Task goal: Look below for the line containing "Target: orange tile roof". Output it and each remaining line of the entries exactly, and nothing else.

Given data:

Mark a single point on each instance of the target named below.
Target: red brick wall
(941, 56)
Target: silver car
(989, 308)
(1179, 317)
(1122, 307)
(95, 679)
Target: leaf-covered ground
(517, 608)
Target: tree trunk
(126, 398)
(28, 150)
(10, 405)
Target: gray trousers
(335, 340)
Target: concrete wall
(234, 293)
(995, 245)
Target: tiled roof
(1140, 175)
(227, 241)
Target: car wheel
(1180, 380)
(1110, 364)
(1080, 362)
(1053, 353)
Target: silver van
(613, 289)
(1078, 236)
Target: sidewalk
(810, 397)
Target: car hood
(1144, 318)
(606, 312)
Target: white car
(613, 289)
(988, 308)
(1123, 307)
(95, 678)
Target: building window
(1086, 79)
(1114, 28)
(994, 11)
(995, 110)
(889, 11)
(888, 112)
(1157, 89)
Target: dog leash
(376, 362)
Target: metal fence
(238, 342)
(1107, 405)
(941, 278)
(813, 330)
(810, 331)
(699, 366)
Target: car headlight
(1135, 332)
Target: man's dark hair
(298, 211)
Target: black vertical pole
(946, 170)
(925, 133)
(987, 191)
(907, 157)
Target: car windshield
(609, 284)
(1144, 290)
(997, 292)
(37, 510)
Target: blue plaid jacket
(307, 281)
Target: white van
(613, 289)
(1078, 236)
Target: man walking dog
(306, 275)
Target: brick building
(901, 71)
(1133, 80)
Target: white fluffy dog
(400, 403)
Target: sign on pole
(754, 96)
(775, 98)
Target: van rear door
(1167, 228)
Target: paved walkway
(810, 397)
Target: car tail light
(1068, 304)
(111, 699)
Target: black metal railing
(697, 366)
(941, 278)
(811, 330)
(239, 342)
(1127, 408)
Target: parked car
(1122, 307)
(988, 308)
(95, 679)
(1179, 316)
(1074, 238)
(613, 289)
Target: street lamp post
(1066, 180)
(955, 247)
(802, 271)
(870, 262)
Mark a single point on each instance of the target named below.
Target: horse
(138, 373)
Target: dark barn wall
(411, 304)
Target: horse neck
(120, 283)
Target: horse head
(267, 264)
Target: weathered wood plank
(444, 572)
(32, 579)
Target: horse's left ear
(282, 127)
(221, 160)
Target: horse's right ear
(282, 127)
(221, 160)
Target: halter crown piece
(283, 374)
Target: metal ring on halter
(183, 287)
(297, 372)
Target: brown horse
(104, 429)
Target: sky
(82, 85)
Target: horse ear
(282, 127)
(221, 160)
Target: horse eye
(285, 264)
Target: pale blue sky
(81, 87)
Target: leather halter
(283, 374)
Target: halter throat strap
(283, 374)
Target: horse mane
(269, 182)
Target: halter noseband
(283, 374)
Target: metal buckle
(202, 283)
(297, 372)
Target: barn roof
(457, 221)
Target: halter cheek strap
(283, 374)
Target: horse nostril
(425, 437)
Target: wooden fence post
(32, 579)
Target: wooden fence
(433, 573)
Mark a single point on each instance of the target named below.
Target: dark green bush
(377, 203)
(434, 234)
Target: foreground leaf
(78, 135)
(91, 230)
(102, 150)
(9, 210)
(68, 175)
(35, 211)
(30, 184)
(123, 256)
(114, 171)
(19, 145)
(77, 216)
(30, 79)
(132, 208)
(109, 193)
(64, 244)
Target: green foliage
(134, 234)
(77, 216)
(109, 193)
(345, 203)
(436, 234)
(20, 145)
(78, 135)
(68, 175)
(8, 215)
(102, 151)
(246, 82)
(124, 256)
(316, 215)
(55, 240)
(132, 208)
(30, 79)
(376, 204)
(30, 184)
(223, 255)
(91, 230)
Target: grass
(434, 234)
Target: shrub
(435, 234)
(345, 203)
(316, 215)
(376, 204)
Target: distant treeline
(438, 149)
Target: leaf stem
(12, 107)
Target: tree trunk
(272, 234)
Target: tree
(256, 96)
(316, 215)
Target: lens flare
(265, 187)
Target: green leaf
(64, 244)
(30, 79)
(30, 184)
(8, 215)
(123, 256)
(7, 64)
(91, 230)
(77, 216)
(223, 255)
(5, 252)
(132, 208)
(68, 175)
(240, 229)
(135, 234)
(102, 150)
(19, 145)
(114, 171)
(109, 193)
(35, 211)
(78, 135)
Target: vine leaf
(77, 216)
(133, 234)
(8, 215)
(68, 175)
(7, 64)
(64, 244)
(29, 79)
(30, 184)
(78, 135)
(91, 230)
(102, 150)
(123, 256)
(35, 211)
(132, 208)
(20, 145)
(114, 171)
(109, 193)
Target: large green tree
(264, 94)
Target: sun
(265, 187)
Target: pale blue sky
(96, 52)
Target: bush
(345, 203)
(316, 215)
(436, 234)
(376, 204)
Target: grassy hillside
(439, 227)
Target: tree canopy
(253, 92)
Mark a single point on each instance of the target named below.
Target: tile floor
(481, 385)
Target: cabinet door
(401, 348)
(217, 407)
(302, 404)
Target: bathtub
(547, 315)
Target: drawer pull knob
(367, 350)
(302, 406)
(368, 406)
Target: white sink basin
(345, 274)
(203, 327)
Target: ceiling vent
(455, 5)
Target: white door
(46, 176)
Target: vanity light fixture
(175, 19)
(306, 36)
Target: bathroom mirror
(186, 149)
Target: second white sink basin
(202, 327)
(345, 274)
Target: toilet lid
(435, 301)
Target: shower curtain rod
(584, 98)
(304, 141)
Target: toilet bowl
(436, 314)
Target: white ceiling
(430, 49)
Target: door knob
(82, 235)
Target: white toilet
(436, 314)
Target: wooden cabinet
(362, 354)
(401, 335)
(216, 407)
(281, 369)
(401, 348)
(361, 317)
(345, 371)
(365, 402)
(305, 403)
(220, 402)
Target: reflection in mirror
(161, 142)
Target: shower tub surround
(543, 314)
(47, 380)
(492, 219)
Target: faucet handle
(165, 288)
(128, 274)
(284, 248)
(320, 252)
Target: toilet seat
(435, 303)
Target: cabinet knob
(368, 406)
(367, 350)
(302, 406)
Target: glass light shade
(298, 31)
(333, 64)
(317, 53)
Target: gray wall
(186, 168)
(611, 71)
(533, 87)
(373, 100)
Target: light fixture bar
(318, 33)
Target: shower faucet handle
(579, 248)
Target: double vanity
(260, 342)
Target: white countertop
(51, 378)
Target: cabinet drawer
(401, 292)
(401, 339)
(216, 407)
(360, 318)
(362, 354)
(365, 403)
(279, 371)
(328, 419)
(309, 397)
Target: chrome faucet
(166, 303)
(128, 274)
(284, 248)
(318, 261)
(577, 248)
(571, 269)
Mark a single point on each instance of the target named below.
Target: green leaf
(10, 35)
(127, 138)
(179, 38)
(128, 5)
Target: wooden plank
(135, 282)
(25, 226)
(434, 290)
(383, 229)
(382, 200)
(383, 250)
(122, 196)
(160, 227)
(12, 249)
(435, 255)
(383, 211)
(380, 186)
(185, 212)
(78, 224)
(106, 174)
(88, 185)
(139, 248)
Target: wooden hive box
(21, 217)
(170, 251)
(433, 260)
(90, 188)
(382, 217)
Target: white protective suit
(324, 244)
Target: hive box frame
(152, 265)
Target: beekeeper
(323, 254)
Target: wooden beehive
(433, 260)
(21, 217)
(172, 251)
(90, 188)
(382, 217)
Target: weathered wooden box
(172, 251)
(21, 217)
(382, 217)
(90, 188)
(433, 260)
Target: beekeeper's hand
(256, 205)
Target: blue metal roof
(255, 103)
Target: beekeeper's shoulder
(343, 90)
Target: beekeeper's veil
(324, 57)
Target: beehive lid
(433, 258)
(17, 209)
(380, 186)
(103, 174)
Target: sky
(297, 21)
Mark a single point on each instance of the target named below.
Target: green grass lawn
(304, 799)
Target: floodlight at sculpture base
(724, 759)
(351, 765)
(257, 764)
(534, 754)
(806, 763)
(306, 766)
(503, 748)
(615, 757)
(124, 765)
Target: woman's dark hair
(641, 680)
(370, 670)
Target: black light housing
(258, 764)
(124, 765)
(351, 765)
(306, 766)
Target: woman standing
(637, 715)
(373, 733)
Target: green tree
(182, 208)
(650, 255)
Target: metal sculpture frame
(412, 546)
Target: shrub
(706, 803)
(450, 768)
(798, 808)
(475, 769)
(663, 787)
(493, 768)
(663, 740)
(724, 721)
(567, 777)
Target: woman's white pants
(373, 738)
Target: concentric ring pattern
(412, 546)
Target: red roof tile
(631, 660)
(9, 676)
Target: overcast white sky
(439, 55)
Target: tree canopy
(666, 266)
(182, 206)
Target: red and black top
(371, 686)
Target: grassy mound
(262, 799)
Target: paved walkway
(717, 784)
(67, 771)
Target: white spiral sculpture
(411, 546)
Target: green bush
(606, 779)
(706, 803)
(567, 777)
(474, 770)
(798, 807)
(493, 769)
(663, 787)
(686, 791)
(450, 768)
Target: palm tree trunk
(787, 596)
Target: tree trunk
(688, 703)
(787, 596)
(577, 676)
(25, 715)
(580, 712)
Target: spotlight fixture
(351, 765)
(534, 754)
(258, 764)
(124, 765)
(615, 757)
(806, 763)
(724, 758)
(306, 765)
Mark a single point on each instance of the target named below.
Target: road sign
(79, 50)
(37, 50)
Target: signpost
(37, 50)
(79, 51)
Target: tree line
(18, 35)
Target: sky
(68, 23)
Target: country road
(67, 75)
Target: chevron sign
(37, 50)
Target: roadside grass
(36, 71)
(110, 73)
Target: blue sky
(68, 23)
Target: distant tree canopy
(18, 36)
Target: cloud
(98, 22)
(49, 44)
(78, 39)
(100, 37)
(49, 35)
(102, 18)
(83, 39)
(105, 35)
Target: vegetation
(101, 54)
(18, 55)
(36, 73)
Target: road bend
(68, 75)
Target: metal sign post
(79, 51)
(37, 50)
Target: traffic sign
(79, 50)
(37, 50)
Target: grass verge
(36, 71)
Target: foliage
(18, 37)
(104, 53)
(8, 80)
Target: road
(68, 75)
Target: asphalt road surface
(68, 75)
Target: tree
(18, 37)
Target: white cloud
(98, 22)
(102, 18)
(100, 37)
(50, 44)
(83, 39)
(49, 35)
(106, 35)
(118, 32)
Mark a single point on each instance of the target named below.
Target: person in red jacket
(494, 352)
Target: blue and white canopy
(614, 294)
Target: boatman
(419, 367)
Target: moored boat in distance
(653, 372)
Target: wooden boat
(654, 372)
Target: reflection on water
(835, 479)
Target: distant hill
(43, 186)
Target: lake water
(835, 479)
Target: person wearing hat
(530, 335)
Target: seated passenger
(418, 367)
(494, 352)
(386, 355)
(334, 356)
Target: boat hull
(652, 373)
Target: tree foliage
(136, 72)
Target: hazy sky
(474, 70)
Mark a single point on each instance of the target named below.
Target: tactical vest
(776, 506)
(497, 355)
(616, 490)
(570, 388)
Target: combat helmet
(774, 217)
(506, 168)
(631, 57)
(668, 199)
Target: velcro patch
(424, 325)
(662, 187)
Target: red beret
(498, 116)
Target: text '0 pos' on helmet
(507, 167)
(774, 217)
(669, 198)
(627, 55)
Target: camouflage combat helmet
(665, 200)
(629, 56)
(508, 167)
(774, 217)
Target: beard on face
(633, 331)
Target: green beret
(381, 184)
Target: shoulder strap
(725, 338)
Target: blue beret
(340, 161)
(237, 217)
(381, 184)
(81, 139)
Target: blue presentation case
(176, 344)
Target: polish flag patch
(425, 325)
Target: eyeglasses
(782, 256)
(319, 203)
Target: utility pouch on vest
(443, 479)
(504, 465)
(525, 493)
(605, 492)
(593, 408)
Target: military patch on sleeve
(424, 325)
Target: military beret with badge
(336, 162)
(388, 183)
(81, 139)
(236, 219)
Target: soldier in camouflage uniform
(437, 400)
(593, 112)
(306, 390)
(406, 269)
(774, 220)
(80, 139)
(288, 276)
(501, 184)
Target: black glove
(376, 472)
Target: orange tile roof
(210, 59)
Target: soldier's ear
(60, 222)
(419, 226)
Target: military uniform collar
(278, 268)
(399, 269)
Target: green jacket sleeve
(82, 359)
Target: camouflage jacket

Answer section:
Target: orange tile roof
(210, 59)
Target: soldier's ear
(60, 222)
(419, 226)
Target: military uniform collar
(278, 268)
(399, 269)
Target: green jacket sleeve
(82, 359)
Target: camouflage jacket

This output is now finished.